[Coordinate annotation entries]
=====
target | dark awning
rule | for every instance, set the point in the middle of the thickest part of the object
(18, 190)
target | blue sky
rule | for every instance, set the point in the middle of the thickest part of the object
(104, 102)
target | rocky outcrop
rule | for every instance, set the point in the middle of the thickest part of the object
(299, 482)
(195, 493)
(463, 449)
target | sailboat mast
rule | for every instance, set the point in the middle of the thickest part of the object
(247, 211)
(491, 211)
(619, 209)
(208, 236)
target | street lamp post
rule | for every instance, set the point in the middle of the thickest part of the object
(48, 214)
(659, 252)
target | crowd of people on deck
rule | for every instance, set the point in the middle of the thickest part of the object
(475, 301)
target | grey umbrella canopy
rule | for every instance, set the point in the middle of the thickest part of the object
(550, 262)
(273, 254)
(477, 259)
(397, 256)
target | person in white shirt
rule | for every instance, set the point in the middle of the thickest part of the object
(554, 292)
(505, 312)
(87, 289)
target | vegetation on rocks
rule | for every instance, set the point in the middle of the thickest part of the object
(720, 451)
=====
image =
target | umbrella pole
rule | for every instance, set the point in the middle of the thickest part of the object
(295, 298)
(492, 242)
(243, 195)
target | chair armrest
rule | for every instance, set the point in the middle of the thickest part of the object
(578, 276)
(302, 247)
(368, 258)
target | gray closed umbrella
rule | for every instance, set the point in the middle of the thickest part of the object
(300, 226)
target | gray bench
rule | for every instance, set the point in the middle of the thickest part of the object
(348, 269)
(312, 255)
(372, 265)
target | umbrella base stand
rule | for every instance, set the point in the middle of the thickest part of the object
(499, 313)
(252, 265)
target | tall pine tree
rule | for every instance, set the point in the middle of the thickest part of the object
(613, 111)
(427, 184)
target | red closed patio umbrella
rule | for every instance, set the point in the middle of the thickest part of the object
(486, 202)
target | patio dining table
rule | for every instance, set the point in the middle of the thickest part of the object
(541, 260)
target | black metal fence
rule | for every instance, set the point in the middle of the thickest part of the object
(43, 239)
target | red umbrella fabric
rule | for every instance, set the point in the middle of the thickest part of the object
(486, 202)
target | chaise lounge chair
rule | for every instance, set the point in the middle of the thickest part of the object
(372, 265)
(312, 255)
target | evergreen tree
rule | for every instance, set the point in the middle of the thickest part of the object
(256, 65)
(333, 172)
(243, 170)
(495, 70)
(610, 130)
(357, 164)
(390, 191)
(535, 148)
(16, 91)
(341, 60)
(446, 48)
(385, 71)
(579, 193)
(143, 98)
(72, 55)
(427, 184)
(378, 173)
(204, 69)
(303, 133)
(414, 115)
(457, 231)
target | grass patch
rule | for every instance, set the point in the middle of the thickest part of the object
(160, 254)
=====
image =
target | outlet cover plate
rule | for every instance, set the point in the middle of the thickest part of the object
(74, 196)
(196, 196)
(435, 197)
=====
## The exercise
Find every line in the records above that contains the word "gray", and copy each one out.

## Result of the exercise
target | gray closed umbrella
target | gray bench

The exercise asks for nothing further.